PROVIDED DATA:
□ □ □ □ □ □ □

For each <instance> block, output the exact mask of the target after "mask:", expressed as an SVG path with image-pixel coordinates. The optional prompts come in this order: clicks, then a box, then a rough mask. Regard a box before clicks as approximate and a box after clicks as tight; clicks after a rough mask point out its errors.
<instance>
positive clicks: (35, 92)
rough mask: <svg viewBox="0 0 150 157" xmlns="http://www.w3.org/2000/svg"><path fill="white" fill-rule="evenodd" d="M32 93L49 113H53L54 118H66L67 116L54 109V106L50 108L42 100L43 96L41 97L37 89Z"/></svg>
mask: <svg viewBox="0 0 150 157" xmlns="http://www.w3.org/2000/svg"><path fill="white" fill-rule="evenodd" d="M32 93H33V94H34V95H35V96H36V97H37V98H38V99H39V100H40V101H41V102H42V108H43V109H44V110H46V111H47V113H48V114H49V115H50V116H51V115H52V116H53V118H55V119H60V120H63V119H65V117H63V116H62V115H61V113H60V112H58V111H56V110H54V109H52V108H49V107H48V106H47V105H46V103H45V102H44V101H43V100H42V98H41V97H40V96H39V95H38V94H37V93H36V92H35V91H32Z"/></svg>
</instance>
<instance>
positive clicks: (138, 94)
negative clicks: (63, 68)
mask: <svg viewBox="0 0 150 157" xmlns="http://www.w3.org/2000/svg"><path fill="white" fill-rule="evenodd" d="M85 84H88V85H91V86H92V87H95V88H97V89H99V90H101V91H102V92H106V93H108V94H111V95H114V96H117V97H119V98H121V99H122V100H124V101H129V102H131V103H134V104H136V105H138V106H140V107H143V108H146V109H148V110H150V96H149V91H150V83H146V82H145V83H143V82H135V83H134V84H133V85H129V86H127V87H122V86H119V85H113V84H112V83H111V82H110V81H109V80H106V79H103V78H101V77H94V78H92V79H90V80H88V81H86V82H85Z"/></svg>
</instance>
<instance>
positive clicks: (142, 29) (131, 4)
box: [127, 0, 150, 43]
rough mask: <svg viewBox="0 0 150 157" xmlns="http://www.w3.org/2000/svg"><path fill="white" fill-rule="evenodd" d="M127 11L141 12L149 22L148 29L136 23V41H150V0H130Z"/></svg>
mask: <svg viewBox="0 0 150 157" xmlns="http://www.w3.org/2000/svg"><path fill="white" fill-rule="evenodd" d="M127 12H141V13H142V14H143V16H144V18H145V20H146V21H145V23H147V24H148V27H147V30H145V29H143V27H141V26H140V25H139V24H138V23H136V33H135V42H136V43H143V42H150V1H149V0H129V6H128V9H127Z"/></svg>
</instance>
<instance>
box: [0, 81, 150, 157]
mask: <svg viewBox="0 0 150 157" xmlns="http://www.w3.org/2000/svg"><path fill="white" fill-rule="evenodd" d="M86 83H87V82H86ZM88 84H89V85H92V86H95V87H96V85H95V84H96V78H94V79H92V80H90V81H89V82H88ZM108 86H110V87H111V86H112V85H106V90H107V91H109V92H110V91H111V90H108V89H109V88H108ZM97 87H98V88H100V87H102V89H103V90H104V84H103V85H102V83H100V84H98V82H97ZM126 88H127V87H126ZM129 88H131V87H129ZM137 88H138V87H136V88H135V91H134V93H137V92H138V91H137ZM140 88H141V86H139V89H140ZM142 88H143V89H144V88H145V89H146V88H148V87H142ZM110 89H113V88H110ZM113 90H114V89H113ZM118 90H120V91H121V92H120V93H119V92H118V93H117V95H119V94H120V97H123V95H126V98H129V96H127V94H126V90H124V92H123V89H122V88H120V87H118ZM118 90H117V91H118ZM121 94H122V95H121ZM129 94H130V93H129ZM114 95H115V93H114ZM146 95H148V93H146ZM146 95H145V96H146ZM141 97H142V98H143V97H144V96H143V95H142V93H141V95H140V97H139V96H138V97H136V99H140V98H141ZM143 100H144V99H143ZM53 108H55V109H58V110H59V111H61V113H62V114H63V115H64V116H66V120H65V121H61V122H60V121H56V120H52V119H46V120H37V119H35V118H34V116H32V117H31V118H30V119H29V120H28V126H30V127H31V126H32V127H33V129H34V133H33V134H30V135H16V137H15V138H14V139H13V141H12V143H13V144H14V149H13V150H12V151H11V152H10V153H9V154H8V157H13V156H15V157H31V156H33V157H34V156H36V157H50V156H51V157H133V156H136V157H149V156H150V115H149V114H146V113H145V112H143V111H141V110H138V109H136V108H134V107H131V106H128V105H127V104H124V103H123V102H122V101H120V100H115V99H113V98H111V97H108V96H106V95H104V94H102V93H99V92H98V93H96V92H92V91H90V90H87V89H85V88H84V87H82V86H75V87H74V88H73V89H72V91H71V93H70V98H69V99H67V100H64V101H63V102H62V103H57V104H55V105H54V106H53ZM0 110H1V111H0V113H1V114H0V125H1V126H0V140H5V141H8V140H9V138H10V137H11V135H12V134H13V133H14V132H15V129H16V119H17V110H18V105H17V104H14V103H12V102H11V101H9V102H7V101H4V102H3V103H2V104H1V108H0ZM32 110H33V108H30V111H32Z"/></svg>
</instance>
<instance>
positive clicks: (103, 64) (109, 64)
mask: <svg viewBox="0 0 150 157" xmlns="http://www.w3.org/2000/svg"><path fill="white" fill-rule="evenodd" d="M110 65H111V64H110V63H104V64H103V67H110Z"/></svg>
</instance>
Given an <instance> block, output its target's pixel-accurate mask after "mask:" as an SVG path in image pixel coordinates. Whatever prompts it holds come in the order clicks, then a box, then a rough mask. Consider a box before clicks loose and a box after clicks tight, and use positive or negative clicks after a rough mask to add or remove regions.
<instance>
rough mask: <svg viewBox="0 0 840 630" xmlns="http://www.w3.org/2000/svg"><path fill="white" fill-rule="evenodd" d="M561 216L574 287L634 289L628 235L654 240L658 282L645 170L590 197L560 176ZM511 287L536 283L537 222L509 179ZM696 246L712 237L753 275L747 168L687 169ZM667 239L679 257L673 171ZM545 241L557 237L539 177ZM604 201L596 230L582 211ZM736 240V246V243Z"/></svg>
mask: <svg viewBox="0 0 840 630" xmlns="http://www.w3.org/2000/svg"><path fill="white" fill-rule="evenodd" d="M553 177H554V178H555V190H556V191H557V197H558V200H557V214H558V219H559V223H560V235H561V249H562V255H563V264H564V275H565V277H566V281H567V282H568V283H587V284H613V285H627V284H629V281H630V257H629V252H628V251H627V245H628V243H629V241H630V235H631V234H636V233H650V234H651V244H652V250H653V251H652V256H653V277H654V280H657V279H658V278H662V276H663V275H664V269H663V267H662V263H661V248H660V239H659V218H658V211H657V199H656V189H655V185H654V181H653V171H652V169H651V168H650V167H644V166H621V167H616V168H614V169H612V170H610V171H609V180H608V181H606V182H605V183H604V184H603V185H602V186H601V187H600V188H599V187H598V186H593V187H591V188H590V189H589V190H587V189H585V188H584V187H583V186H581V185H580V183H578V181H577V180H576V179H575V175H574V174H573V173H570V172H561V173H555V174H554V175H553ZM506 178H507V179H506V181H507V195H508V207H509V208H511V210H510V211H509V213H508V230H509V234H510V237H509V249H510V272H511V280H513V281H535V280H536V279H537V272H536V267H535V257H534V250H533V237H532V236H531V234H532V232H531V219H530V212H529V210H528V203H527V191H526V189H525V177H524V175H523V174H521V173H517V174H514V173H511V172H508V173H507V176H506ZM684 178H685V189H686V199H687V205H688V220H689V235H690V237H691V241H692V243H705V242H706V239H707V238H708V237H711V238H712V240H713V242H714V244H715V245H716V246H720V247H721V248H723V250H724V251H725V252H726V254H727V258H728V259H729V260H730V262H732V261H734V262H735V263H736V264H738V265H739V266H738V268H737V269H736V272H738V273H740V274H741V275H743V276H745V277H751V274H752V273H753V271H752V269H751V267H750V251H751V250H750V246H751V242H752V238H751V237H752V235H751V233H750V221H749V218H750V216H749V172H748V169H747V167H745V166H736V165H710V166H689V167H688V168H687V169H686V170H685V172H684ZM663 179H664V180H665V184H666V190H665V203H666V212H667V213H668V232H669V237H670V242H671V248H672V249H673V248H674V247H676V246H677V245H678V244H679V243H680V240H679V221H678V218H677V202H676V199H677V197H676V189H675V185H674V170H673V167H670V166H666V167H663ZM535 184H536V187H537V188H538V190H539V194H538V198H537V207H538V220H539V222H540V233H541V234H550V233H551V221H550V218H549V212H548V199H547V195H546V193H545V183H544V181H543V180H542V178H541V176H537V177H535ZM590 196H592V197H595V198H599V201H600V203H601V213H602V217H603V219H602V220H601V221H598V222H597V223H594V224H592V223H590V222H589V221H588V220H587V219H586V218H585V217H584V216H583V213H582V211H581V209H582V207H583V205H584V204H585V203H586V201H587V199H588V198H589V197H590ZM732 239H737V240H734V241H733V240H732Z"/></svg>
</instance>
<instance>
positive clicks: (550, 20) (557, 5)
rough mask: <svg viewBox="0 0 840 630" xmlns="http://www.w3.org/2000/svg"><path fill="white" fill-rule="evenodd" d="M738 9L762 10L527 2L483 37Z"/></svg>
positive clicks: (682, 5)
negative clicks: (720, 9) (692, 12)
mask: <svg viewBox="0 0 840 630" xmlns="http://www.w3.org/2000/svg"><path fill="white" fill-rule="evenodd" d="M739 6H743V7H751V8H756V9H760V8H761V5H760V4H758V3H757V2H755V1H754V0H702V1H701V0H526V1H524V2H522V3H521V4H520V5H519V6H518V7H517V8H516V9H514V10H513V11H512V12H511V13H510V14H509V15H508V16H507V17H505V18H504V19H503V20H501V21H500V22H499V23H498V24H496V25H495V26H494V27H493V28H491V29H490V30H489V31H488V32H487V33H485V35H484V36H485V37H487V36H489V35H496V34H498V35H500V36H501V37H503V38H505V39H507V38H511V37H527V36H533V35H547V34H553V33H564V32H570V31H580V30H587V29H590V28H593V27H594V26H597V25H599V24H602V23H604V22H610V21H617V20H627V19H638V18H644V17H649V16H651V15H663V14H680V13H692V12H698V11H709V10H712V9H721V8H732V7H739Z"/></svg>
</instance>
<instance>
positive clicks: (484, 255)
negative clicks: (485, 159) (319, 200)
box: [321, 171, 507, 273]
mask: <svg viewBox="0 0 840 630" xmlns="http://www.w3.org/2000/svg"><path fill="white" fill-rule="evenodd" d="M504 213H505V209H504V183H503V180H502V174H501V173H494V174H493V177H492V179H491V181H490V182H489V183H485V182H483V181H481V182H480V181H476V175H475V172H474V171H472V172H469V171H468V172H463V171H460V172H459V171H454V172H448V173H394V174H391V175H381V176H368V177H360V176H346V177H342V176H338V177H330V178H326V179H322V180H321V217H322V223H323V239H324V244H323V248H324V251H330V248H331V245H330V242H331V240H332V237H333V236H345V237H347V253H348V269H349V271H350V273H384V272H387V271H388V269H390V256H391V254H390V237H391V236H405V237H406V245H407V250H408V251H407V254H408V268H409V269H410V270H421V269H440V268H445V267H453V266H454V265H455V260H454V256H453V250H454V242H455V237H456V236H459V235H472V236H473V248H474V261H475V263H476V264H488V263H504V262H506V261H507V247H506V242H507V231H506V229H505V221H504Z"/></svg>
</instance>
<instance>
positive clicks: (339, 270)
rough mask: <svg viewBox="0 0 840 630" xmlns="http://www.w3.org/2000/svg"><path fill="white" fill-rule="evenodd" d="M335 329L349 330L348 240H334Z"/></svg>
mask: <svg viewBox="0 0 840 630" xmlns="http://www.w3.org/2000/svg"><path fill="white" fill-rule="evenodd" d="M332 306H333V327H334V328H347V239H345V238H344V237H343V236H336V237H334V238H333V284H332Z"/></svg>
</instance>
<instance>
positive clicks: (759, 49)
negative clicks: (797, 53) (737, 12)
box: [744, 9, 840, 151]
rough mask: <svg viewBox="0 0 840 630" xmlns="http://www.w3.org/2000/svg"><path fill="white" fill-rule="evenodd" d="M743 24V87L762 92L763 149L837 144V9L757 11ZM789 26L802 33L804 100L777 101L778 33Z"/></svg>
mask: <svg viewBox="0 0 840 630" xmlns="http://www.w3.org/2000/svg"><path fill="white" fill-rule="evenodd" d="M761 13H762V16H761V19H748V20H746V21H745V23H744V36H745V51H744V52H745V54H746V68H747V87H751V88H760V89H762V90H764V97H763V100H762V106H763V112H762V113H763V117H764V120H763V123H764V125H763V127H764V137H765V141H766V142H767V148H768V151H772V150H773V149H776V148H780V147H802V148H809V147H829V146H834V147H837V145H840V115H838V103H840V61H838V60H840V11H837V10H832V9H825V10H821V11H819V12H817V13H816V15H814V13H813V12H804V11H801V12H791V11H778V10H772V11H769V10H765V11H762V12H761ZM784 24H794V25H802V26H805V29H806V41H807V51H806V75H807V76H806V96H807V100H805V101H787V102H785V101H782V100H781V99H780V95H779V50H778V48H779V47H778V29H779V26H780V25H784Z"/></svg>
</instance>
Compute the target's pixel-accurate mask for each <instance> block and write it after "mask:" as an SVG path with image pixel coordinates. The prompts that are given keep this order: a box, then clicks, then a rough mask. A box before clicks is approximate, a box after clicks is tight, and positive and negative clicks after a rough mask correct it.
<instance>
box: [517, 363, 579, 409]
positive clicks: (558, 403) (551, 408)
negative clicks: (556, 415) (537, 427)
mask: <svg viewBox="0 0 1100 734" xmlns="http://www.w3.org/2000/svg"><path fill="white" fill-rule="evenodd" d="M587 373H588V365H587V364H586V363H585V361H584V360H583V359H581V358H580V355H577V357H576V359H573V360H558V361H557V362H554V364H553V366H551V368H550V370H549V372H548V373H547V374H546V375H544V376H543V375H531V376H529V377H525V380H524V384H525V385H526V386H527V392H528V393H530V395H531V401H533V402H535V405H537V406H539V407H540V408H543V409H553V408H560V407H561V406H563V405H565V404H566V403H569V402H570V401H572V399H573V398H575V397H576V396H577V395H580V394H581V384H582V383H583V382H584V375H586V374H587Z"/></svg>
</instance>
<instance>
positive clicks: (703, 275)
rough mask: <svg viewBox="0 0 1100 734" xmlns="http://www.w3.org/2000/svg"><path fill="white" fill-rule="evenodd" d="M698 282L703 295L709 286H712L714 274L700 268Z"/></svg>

□ □ □ □ □ □ □

WHAT IS NEEDED: Track down every line in the entries that includes the string "each", and copy it.

TASK RESPONSE:
For each <instance> block, output the exact mask of the target after "mask:", expressed as an SVG path with image-pixel coordinates. The optional prompts come in this order: clicks, then a box, then a rough mask. Regard a box before clicks as approximate and a box after clicks as tight; clicks after a rough mask point out its errors.
Compute the target's pixel-accurate mask for each <instance> block and write it after "mask:" as an SVG path with image pixel coordinates. The prompts that are given keep this order: a box, then clicks, then a rough mask. A box before clicks is approximate, a box after clicks is tight, and positive and negative clicks after a rough mask correct it.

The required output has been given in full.